___ TEXT ZUR ANALYSE ___
20 Minuten lang sieht man Masaru Daisato atonal, verunsichert, etwas schusselig reden, gefilmt von einer amteuerhaft geführten Handkamera, inteviewt von einem nie zu sehenden Fragensteller, der nicht durchblicken lässt, ob seine Fragen gut überlegt oder unvorbereitet und ahnungslos improvisiert sind. Das Gespräch ist banal, seine Antworten sind laff.
Dann beginnt der erste Kampf gegen ein Ringmonster mit schütterem Haar und Seitenscheitel, das wie ein irre gewordener Wal klingt und wo es nur kann laicht. Vom Design her sind die Monstrositäten äußerst gelungen. Die riesigen Hybriden aus abstrakten Organismen mit menschlichen Gliedern und überproportional großen Köpfen, wie sie auf den Schultern eines jeden Bürgers nicht auffielen, sind zugleich bemitleidenswert und derart unästhetisch und vulgär, dass automatisch Unwohlsein auslösen. Dass die Animationen der Riesen fast schon laienhaft ausfallen, passt dafür erstaunlich gut ins Bild. Die Kämpfe sind bewusst träge, die absurde Bewaffnung unseres Hauptdarstellerhühnen in Form einer kurzen Eisenstange herrlich unangemessen – und seine knappe purpurne Unterhose genauso unangenehm wie jede anderfe Art von Körperlichkeit in Dainipponjin.

Der Humor ist sehr leise, ergibt sich nur aus der absonderlichen Situation und nicht aus direktem Witz. Der Film ist zum Glück diszipliniert genug, nicht albern zu werden und das zerbrechliche Gleichgewicht zwischen lakonischer Tristesse und bizarrer Parallelwelt zu gefährden.
___ VORLIEGENDE DATENSÄTZE ___
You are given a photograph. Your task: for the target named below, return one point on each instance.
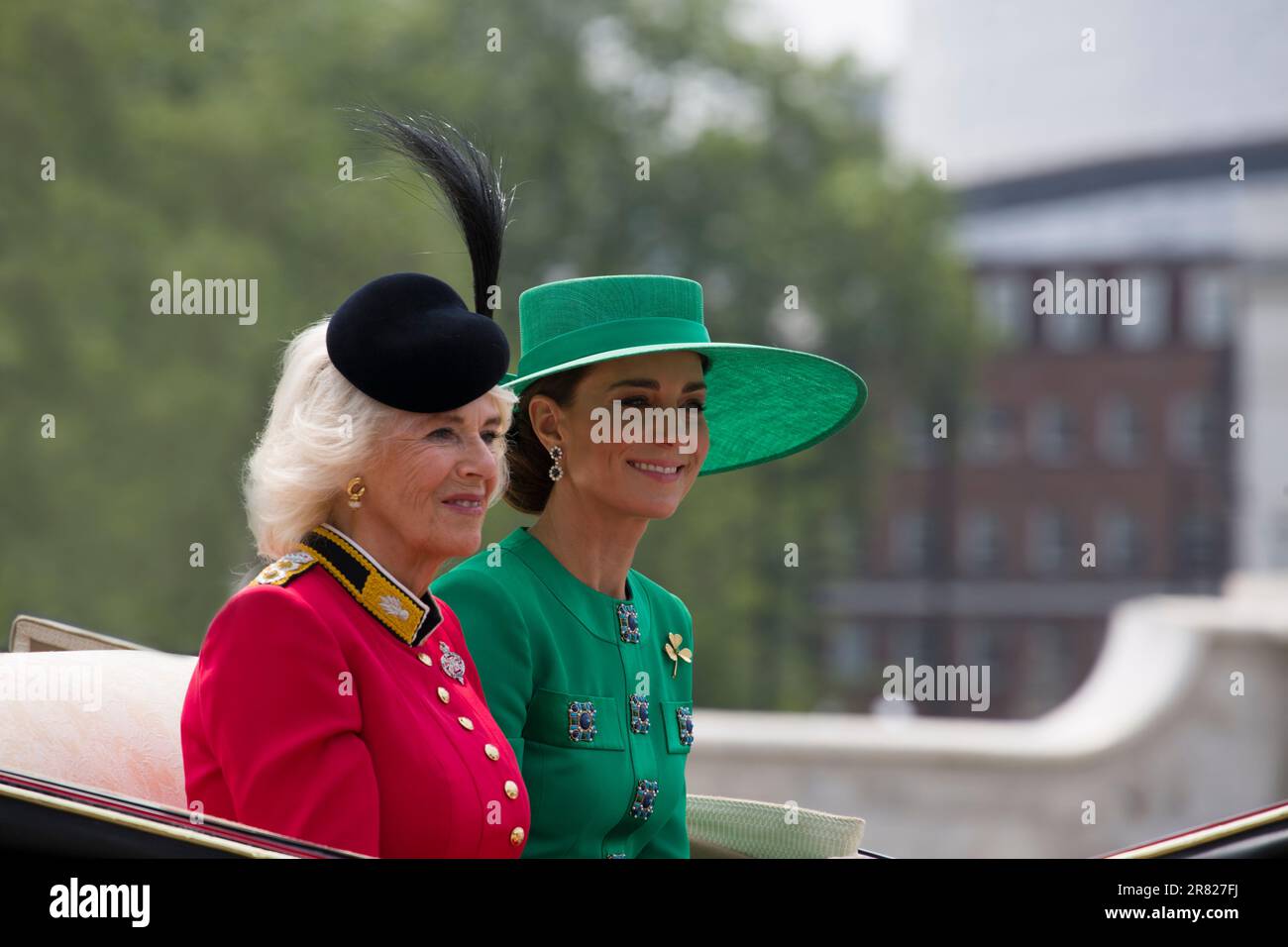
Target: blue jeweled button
(639, 714)
(645, 791)
(684, 716)
(627, 624)
(581, 722)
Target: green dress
(599, 714)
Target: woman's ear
(546, 420)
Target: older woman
(335, 698)
(587, 663)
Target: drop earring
(356, 489)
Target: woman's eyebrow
(652, 384)
(635, 382)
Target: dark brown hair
(529, 462)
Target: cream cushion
(106, 719)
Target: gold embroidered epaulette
(386, 599)
(286, 569)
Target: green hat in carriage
(763, 402)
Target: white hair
(321, 431)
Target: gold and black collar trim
(387, 600)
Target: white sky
(874, 29)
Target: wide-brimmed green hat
(763, 402)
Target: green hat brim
(763, 402)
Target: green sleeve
(673, 841)
(497, 642)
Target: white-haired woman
(334, 698)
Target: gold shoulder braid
(286, 569)
(387, 600)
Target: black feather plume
(464, 175)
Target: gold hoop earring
(356, 489)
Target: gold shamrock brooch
(677, 654)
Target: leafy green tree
(765, 170)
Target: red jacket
(317, 710)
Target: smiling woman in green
(587, 664)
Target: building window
(1050, 540)
(1069, 331)
(980, 549)
(1193, 428)
(1151, 312)
(1210, 307)
(1048, 669)
(850, 651)
(910, 543)
(1121, 540)
(991, 434)
(1121, 432)
(1004, 305)
(1052, 433)
(1199, 545)
(912, 431)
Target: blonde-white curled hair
(321, 431)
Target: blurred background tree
(767, 171)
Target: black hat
(407, 339)
(410, 342)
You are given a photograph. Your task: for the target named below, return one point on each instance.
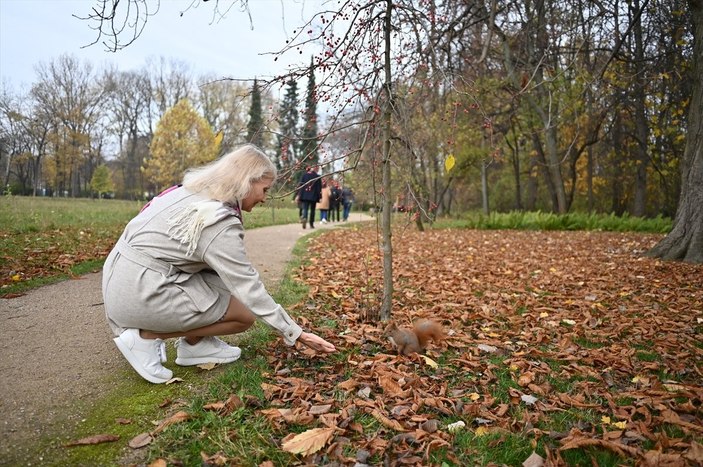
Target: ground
(57, 354)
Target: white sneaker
(208, 350)
(145, 355)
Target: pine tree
(309, 142)
(288, 145)
(255, 127)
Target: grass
(244, 435)
(47, 240)
(521, 220)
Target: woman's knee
(237, 312)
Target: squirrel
(413, 340)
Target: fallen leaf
(487, 348)
(96, 439)
(141, 440)
(387, 422)
(207, 366)
(535, 460)
(178, 417)
(309, 441)
(429, 361)
(529, 400)
(452, 427)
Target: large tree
(182, 139)
(685, 241)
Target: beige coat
(325, 200)
(152, 280)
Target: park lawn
(44, 240)
(568, 345)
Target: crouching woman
(179, 270)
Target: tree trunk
(387, 247)
(484, 187)
(639, 207)
(685, 241)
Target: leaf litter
(537, 324)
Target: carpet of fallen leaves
(578, 323)
(34, 255)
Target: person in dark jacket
(309, 193)
(347, 201)
(335, 202)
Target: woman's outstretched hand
(316, 342)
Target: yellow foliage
(182, 139)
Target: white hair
(229, 178)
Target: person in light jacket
(180, 270)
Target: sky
(39, 31)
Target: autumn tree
(182, 139)
(69, 92)
(685, 241)
(288, 137)
(223, 105)
(309, 143)
(101, 181)
(129, 103)
(255, 126)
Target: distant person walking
(335, 201)
(324, 205)
(347, 202)
(180, 270)
(309, 193)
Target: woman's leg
(237, 319)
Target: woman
(180, 270)
(324, 204)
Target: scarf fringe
(187, 224)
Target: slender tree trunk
(685, 241)
(639, 207)
(387, 246)
(484, 187)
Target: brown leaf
(309, 441)
(387, 422)
(96, 439)
(178, 417)
(535, 460)
(141, 440)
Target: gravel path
(57, 354)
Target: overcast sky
(34, 31)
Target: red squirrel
(409, 341)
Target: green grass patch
(522, 220)
(47, 240)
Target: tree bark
___
* _AUFGABE_:
Schreibe den Abschnitt der Filmkritik von "Der Humor ist" bis einschließlich "Parallelwelt zu gefährden." neu und setze dabei "Melancholie" an die Stelle von "Tristesse".

* _LÖSUNG_:
Der Humor ist sehr leise, ergibt sich nur aus der absonderlichen Situation und nicht aus direktem Witz. Der Film ist zum Glück diszipliniert genug, nicht albern zu werden und das zerbrechliche Gleichgewicht zwischen lakonischer Melancholie und bizarrer Parallelwelt zu gefährden.